+++ SOURCE DOCUMENT
Italian Chicken & Gnocchi Dumplings image

The creamiest homemade chicken soup with a bit of Italian flair, infused with Italian spices & parmesan, & finished with pillowy, fluffy fresh gnocchi dumplings. This Italian Chicken and Gnocchi Dumplings is the ultimate cozy meal for comfort food season!

Provided by Jess Larson

Categories     Soup

Time 55m

Number Of Ingredients 16

3 tablespoons DeLallo Extra Virgin Olive Oil, divided
1 1/2 pounds boneless, skinless chicken breasts or thighs
3 medium carrots, peeled & diced
1 rib celery, finely diced
1 large yellow onion, finely diced
1 medium yellow potato, diced
6 cloves garlic, finely chopped or grated
1 teaspoon Italian seasoning
1/4 cup all-purpose flour
6 cups low-sodium chicken broth or stock
2 bay leaves
one (1) 0.75 ounces fresh "poultry herbs" (or approx. 2 sprigs fresh rosemary, 10-12 sprigs fresh thyme, 2 sprigs fresh sage)
1 parmesan rind (see Recipe Notes)
1/2 cup half & half or heavy cream
1 (one) 8.82-ounce DeLallo Gnocchi Kit (see Recipe Notes)
coarse kosher salt & ground black pepper

Steps:

  • Add 2 tablespoons of the olive oil to a heavy-bottomed pot or Dutch oven over medium-high heat. Pat the chicken dry with paper towel, then season generously with 1 1/2 teaspoons kosher salt & ground black pepper as desired. Carefully add the chicken to the pot, working in batches as needed to avoid overcrowding. Cook for 4-5 minutes per side, until deeply golden brown. Transfer to a plate and set aside. The chicken will not be cooked through at this point - that's fine!
++++++
+++ GIVEN DATA
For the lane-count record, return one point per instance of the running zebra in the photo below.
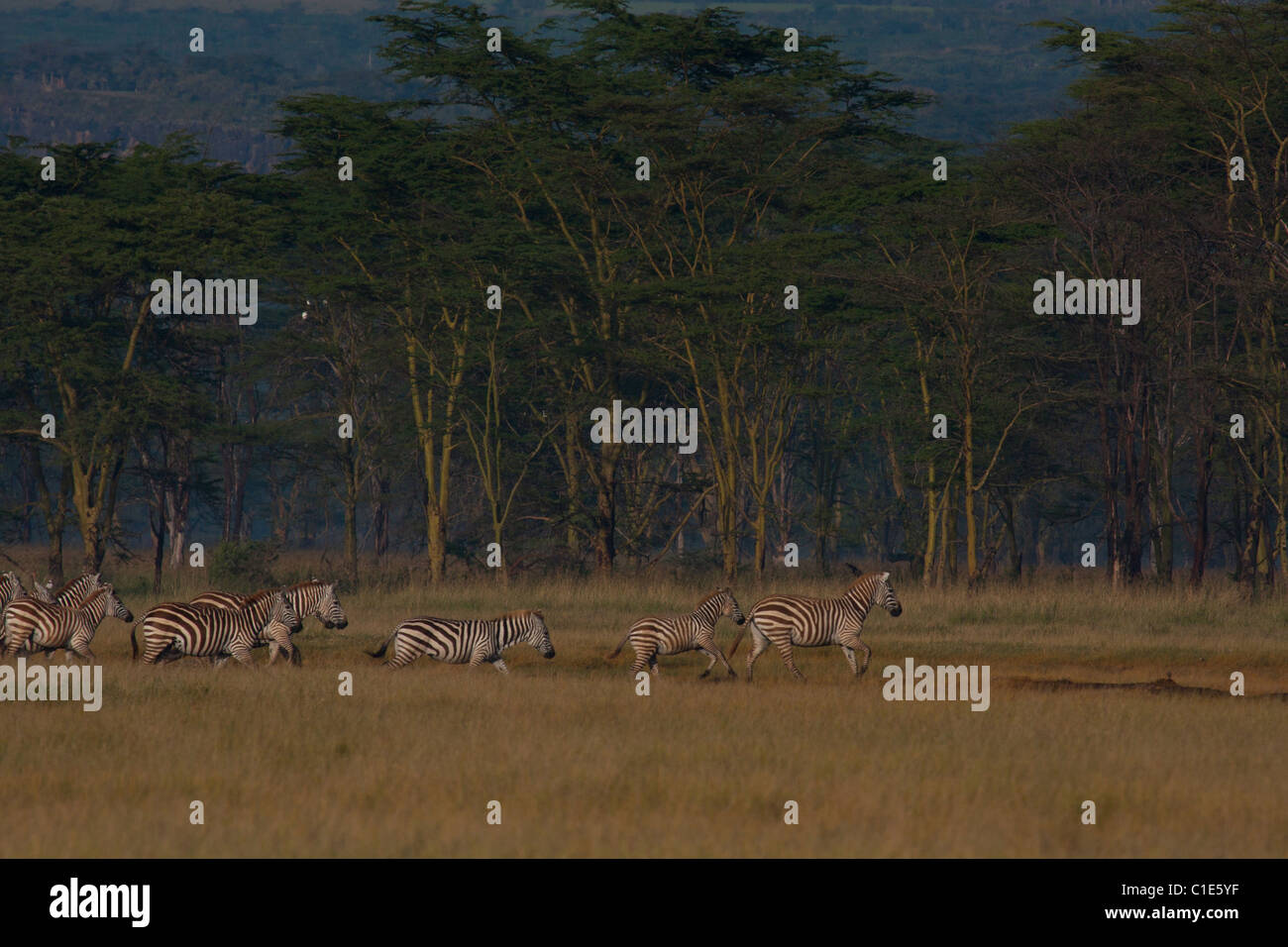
(460, 641)
(35, 625)
(72, 594)
(307, 598)
(179, 629)
(696, 631)
(810, 622)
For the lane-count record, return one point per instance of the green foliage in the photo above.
(243, 566)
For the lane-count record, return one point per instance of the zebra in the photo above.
(810, 622)
(35, 625)
(463, 641)
(179, 628)
(307, 598)
(72, 594)
(696, 631)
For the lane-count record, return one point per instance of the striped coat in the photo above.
(463, 641)
(37, 625)
(695, 631)
(183, 629)
(811, 622)
(307, 598)
(71, 595)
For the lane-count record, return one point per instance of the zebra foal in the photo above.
(183, 629)
(35, 625)
(463, 641)
(307, 598)
(695, 631)
(811, 622)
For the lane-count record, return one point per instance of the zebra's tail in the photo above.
(617, 651)
(380, 651)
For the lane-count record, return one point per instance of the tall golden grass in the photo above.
(581, 766)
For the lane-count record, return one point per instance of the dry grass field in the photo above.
(581, 766)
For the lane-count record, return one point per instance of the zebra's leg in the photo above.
(156, 647)
(713, 652)
(644, 655)
(402, 654)
(785, 651)
(849, 656)
(709, 664)
(849, 642)
(282, 643)
(759, 646)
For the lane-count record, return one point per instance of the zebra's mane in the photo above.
(81, 578)
(519, 613)
(99, 590)
(867, 581)
(254, 598)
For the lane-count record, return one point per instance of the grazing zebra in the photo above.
(307, 598)
(72, 594)
(204, 630)
(460, 641)
(35, 625)
(810, 622)
(696, 631)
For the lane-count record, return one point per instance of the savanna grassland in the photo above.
(407, 766)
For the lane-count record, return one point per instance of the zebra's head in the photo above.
(42, 591)
(281, 612)
(729, 605)
(539, 635)
(329, 608)
(115, 607)
(884, 595)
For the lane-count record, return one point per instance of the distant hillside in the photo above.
(123, 69)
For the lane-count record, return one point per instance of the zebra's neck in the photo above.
(709, 611)
(305, 596)
(507, 631)
(254, 615)
(859, 596)
(95, 607)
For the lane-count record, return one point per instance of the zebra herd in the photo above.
(219, 626)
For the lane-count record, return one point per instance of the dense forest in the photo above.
(77, 72)
(681, 211)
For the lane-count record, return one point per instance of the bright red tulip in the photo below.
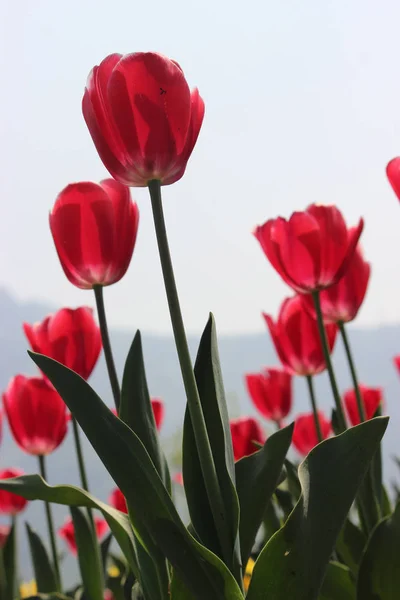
(4, 532)
(67, 532)
(36, 414)
(296, 338)
(245, 431)
(341, 302)
(305, 433)
(70, 336)
(11, 504)
(94, 228)
(117, 500)
(142, 116)
(271, 393)
(312, 250)
(372, 398)
(393, 174)
(158, 411)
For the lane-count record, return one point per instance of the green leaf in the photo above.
(338, 583)
(128, 462)
(212, 396)
(379, 573)
(42, 567)
(136, 409)
(257, 477)
(294, 561)
(89, 560)
(350, 546)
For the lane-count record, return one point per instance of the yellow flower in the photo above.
(248, 573)
(28, 589)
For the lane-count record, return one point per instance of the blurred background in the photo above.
(302, 105)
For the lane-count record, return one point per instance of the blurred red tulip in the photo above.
(296, 338)
(245, 431)
(271, 393)
(36, 414)
(70, 336)
(312, 250)
(4, 532)
(117, 500)
(341, 302)
(142, 116)
(158, 411)
(372, 398)
(393, 174)
(11, 504)
(67, 532)
(305, 434)
(94, 228)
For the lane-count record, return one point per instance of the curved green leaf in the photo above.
(42, 567)
(379, 573)
(257, 477)
(128, 462)
(294, 561)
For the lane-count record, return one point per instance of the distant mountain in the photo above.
++++++
CHALLENGE — Rewrite the step in the Italian chicken and gnocchi recipe that begins "Add 2 tablespoons of the olive oil" as a concise list, keeping its main facts. The records are not required for this work.

SOLUTION FOR THIS PROBLEM —
- Heat 2 tablespoons of the olive oil in a heavy-bottomed pot or Dutch oven over medium-high heat.
- Pat the chicken dry with a paper towel and season it with 1 1/2 teaspoons kosher salt and black pepper to taste.
- Add the chicken to the pot, in batches if needed to avoid overcrowding.
- Cook 4-5 minutes per side, until deeply golden brown.
- Move the chicken to a plate and set aside; it will not yet be cooked through.